Reproduce every line of the material below, from the line containing "In the photo below, where can the rocky" through the end of the material, requests included. Multiply each point coordinate in the answers by 2.5 and round to whole numbers, with halves rounded up.

Entries drawn from a collection:
------------------------

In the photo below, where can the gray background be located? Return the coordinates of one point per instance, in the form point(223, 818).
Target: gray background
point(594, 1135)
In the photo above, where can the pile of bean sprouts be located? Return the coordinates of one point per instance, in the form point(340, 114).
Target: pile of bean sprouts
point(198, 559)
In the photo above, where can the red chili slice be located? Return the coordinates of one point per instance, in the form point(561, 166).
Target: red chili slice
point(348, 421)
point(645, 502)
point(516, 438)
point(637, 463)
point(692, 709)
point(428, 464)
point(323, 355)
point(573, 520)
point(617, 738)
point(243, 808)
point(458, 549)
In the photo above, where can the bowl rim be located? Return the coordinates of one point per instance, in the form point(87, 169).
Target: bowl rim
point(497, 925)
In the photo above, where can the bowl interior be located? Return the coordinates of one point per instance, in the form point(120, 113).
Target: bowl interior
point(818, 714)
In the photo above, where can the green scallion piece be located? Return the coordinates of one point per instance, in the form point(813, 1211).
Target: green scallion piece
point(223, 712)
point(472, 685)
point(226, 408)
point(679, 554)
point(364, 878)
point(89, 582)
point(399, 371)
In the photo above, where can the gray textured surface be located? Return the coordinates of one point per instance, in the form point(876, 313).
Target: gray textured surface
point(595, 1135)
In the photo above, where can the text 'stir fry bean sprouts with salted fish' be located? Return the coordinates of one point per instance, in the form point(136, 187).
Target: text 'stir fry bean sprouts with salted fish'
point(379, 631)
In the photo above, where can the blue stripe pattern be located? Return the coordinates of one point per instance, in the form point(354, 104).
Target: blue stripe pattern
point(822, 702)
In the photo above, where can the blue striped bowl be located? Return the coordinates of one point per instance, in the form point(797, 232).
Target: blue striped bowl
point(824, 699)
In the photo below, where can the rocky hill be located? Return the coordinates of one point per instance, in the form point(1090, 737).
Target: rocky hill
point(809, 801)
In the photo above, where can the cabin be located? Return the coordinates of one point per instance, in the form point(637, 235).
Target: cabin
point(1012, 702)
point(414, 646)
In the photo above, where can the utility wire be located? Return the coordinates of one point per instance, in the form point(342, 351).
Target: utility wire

------------------------

TASK RESULT »
In the photo below, where can the rocky hill be located? Return the coordinates of one point per instance, in the form point(1090, 737).
Target: rocky hill
point(2023, 2003)
In the photo above, where can the cabin be located? Return the coordinates of one point per instance, in the form point(637, 235).
Target: cabin
point(2530, 1755)
point(1035, 1615)
In the photo above, where can the utility wire be located? Return the coordinates of one point per instance, in the form point(342, 351).
Target: utility wire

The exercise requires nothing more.